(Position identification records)

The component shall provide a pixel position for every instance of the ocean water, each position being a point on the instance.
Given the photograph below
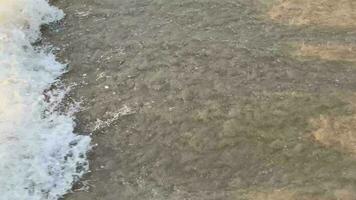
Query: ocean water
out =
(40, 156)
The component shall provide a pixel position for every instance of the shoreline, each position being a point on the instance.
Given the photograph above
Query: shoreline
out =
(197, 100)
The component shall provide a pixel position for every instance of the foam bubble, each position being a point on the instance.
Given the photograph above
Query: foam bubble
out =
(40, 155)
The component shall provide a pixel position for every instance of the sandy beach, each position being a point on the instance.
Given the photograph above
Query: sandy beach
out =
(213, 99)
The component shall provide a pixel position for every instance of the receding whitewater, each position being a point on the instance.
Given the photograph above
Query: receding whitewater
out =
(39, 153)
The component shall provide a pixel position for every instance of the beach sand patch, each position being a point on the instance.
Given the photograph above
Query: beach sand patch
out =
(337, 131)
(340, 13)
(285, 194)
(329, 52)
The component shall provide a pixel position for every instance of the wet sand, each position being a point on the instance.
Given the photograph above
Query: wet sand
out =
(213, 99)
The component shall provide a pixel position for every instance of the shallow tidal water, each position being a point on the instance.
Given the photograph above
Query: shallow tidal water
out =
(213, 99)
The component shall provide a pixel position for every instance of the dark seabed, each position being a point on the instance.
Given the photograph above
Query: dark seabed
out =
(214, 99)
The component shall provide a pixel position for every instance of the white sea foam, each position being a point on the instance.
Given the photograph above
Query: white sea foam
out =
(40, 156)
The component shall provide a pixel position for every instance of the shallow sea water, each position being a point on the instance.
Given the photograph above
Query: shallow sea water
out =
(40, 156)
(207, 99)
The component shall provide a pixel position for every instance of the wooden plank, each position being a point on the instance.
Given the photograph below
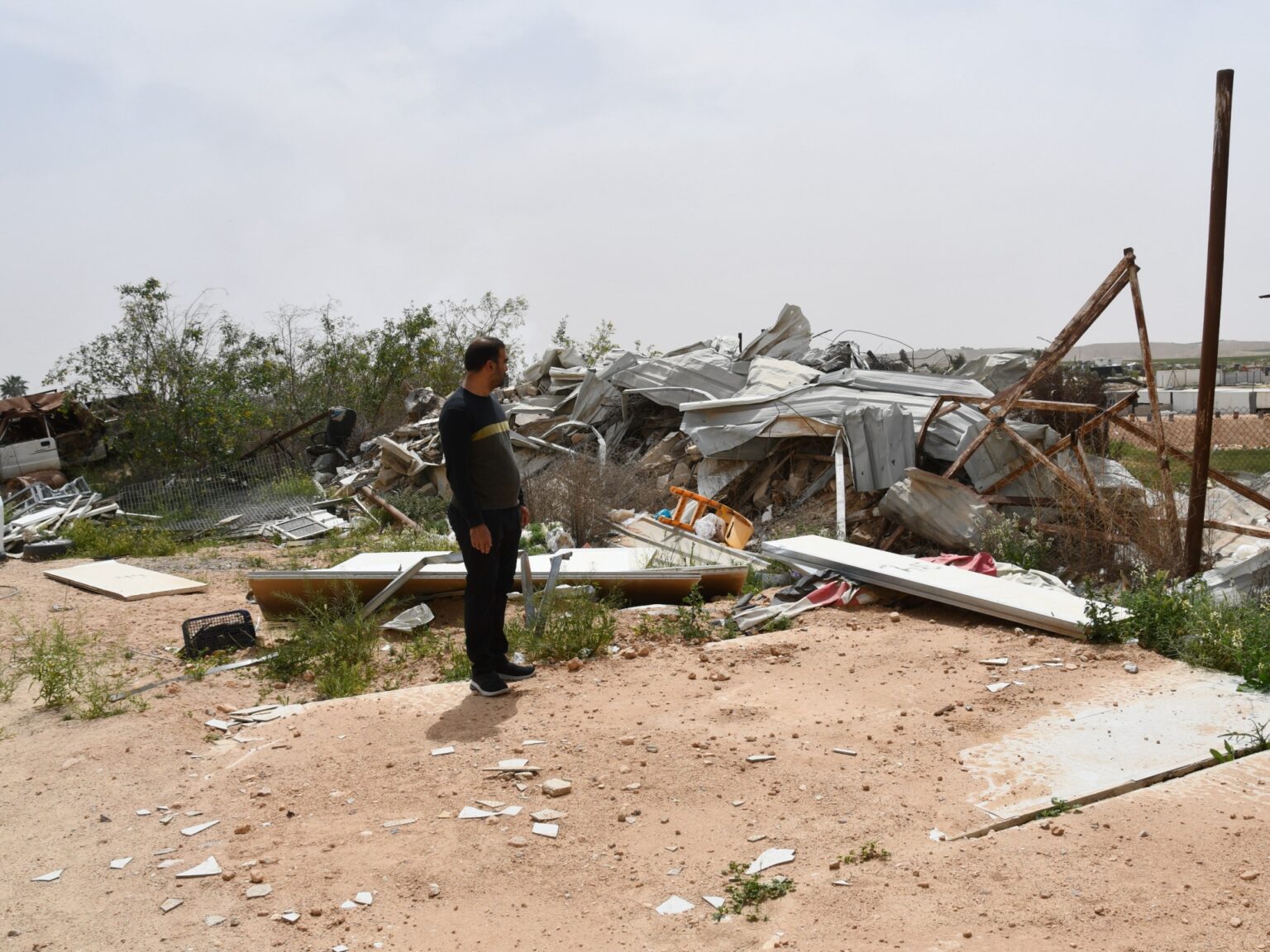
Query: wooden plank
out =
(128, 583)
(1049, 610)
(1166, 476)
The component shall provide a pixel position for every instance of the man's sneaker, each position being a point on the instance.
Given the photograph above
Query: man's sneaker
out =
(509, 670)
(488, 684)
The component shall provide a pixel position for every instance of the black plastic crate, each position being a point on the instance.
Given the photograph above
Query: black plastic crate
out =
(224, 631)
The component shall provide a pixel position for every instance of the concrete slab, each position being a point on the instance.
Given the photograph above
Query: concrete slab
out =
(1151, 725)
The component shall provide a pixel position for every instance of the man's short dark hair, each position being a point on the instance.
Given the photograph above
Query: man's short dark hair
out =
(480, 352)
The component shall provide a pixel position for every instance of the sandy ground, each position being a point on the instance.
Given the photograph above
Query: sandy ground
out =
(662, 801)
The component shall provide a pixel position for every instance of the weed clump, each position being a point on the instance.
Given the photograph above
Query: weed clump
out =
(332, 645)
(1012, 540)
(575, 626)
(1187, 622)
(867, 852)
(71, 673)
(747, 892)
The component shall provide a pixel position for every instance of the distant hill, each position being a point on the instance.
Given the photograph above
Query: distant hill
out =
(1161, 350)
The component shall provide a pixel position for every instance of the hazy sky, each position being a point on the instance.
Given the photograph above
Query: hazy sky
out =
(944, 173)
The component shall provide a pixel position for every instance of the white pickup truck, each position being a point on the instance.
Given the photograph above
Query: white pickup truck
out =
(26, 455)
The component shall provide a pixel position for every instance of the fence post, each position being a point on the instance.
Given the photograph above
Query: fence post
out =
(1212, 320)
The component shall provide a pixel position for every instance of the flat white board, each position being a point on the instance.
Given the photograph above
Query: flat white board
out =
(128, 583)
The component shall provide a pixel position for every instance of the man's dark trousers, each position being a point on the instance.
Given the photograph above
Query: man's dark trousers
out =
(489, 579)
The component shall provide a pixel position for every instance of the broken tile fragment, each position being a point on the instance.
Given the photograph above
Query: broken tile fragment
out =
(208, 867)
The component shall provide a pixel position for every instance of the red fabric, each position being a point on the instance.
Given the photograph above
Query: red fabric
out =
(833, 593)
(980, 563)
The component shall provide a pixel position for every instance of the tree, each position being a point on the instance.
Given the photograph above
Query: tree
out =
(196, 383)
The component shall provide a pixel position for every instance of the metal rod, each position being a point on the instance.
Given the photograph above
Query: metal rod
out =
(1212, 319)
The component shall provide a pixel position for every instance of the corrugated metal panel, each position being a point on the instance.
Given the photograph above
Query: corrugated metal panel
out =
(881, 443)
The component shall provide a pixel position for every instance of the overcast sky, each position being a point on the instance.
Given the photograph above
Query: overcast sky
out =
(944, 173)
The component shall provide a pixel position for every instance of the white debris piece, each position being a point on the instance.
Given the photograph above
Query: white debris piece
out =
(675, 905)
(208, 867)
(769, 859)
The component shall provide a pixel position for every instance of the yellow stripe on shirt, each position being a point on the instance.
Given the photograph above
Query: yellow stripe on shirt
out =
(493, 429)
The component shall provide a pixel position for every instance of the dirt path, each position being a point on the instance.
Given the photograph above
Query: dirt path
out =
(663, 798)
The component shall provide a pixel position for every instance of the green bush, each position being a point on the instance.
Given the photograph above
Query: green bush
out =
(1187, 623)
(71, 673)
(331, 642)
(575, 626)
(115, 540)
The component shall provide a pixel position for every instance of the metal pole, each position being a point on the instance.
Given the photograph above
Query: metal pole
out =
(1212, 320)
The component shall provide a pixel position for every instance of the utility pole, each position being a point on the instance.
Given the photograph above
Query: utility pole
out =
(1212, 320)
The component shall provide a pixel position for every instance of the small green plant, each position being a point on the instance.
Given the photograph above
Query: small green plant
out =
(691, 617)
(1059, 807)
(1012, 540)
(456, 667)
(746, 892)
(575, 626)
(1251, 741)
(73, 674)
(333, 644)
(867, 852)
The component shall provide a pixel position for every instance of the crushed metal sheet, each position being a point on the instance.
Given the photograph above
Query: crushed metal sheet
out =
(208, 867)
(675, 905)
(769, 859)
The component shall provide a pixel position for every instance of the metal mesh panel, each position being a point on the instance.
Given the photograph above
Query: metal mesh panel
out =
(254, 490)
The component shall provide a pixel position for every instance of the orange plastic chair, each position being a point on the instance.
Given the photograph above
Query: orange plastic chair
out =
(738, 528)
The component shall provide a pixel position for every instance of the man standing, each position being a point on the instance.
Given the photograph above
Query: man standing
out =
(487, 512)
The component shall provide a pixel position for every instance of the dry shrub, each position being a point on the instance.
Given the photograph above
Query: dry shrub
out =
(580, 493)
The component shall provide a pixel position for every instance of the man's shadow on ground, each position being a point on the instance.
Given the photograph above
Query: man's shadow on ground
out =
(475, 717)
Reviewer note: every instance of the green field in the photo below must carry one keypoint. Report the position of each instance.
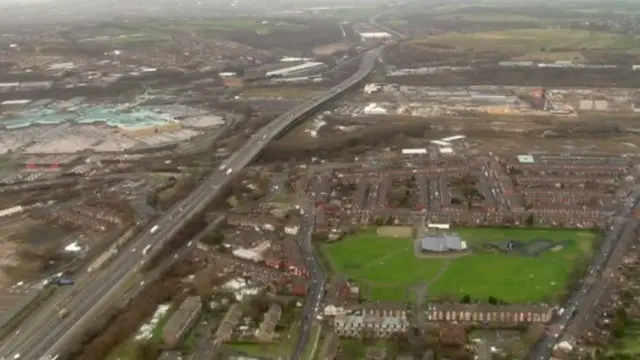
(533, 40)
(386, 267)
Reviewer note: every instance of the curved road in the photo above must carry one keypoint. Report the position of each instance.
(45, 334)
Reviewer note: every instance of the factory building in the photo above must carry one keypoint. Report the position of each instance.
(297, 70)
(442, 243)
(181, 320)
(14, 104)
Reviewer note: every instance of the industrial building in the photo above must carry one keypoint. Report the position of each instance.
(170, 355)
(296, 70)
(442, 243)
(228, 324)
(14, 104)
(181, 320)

* [The request]: Drop the images and quote the entries word for word.

* [Correct result]:
The component shall provide a pixel position for every instance of the ocean water, each position being a point on the instance.
Given the photograph below
Query: ocean water
out =
(40, 156)
The component shall provide a pixel position for every instance of the shoreline, each position being a point on the instance.
Given the photograph above
Query: shoreline
out =
(197, 100)
The component shall provide a pixel position for every instance of the foam bubble, each position being a point on the instance.
Given the photograph above
Query: foam bubble
out =
(40, 155)
The component shall provide a pixel position for every instance of the sandy beach, each position being a point on the instance.
Given the photograph above
Query: sandy beach
out =
(213, 99)
The component shall provide a pixel position for every instance of the receding whitewater, each position being a point on the instance.
Given the photograph above
Query: receding whitewater
out =
(39, 153)
The component shall provide a pixel position for every instance of the beach sand patch, each position being a point on the instance.
Given the photograph above
Query: beach sand patch
out =
(337, 131)
(340, 13)
(285, 194)
(329, 52)
The component shall provide a pixel position for every instance of the wet sand, each position being a point on the instance.
Given the photograph above
Query: wet sand
out =
(213, 99)
The component shall provide a pixel position for every instance of the shallow tidal water, each position being a point on the instance.
Given the photograph above
Query: shallow tidal water
out =
(213, 99)
The component shall provide a pixel position for every instance of the dark seabed, each position being a point on the instance.
Given the photograph above
Query: dark seabed
out =
(214, 99)
The component shall provide a pixel position for every instance of the white sea foam, each position being a point on the instance.
Given the photograph above
Query: white sea foam
out =
(40, 156)
The component shall provide a pixel position for every instance of the shallow sea water, each position being a point on the instance.
Given the photograph above
Query: shallow sea water
out =
(40, 156)
(207, 99)
The component shall provide a pixel position for every instance of the wooden plank, each position being a point on the instance.
Given the photograph below
Query: wooden plank
out =
(128, 583)
(1049, 610)
(1166, 476)
The component shall provide a pixel position for every instance of the man's sneaker, each position being a point on the instance.
Given the photograph above
Query: man's sneaker
out =
(509, 670)
(488, 684)
The component shall provide a pixel position for every instance of the black plastic crate, each position being a point on the instance.
Given the photograph above
Query: black plastic crate
out =
(224, 631)
The component shall provide a pixel position for every instance of the concrete slab, each position being a point on the instance.
Given the photograph above
Query: concrete slab
out =
(1151, 725)
The component shall provide a pixel position for every instance of the man's short dark hair, each position being a point on the instance.
Given the photograph above
Query: man's short dark hair
out =
(480, 352)
The component shall provide a pixel position for every instance of the sandy ground, each position being a point on the instance.
Given the photograph above
Query: sandy ground
out =
(662, 801)
The component shall provide a pixel position for every instance of the weed clump, each position being a point on the instance.
Given the photograph above
Query: weed clump
out =
(332, 645)
(1012, 540)
(575, 626)
(1187, 622)
(867, 852)
(71, 673)
(747, 892)
The component shall provide a pixel position for every instance of the distant hill, each position being a point on the instance.
Given the photograph above
Query: distant hill
out =
(1161, 350)
The component shall provide a pixel position for every instance of the hazy sky, each position being a point on the instance.
Given the photograph above
Query: hazy sky
out =
(944, 173)
The component shall provide a pixel position for every instance of the white pickup truck, each position being a point on the instance.
Given the photograph above
Query: white pickup truck
out =
(26, 455)
The component shall provide a pixel position for every instance of the fence post, each position being a point on the instance.
Given the photograph above
Query: fence post
out =
(1212, 320)
The component shall provide a pixel position for every instance of the flat white board, each position being a point on the instance.
Given the photograph above
Query: flat white board
out =
(128, 583)
The component shall provide a pixel position for every instance of the man's dark trousers, each position being a point on the instance.
Given the photograph above
Query: man's dark trousers
out =
(489, 579)
The component shall provide a pixel position for every instance of the broken tile fragment, each position being a point on the instance.
Given the photograph above
Query: broken tile fragment
out =
(208, 867)
The component shall provide a pixel position for every instance of the red fabric, each position being a point on the instance.
Given the photograph above
Query: red fabric
out =
(833, 593)
(980, 563)
The component shall provide a pixel position for every instance of the tree, each position being a point on the instance.
Given the photograph above
Query: tree
out =
(196, 383)
The component shall provide a pixel position for every instance of the metal rod, each position being a point on the instance.
Given the photograph above
Query: metal rod
out =
(1212, 319)
The component shall provide a pixel position for every instance of the corrugated metal panel, each position being a point on the instance.
Given the photograph above
Query: corrugated metal panel
out =
(881, 443)
The component shall provide a pixel position for every instance of the overcast sky, each position being a point on the instance.
Given the photograph above
Query: overcast sky
out =
(944, 173)
The component shall provide a pixel position for every instance of the white debris piece, each position being a point on the instance.
Given the photograph above
Query: white debris piece
out =
(675, 905)
(208, 867)
(769, 859)
The component shall provide a pixel position for every instance of the yellow stripe on shirt, each position being a point on the instance.
Given the photograph above
Query: yellow stripe on shirt
out =
(493, 429)
The component shall provide a pixel position for every instance of the dirt path, each position being a point on the instance.
Given the photograph above
Query: dirt path
out =
(663, 798)
The component shall provide a pixel position for every instance of the green bush, each position being a point on the instance.
Given the photograph above
Query: green bush
out =
(1187, 623)
(71, 673)
(331, 642)
(575, 626)
(115, 540)
The component shall provide a pixel position for every instance of the metal pole, each position being a point on the instance.
Given the photograph above
Query: metal pole
out =
(1212, 320)
The component shall provide a pixel position for every instance of the utility pole, each position being a point on the instance.
Given the photograph above
Query: utility pole
out =
(1212, 320)
The component shall provide a pixel position for every instance of the small green plant, each position being a point on the instance.
Given the photograph above
Query: small green plant
out =
(691, 617)
(1059, 807)
(1012, 540)
(456, 667)
(746, 892)
(575, 626)
(1251, 741)
(73, 674)
(333, 644)
(867, 852)
The component shall provide a pixel position for every instance of the crushed metal sheet, each position being a point on the instance.
Given the photograph above
Query: crushed metal sheet
out =
(208, 867)
(675, 905)
(769, 859)
The component shall provide a pixel position for every instance of the metal mesh panel, each position being a point on the instance.
Given the photograph above
Query: metal mesh panel
out =
(254, 490)
The component shall provide a pixel position for every instance of the orange plastic chair, each position being a point on the instance.
Given the photograph above
Query: orange plastic chair
out =
(738, 528)
The component shall provide a pixel position for every instance of the man standing, each position being a point on the instance.
Given the photograph above
Query: man standing
out =
(487, 512)
The component shall provide a pixel position for every instance of the dry shrub, each position being a point on the instance.
Given the photograph above
Query: dry shrub
out =
(580, 493)
The component shall provide a pixel position for every instance of the man's shadow on ground, each position being a point on the instance.
Given the photograph above
Query: man's shadow on ground
out =
(475, 717)
Reviewer note: every instance of the green field in the photo below must carry one keypoint. Report the position of each instance.
(533, 40)
(386, 267)
Reviewer note: every instance of the curved road in the photo above must carry one keypoint. Report the position of each instance.
(45, 334)
Reviewer note: every instance of the factory building in the photo above must carry one keypoint. Report the position of each instance.
(297, 70)
(442, 243)
(181, 320)
(14, 104)
Reviewer note: every instance of the industrial building in the photo above must carry one keypoint. Report the position of each instance.
(170, 355)
(296, 70)
(442, 243)
(228, 324)
(14, 104)
(181, 320)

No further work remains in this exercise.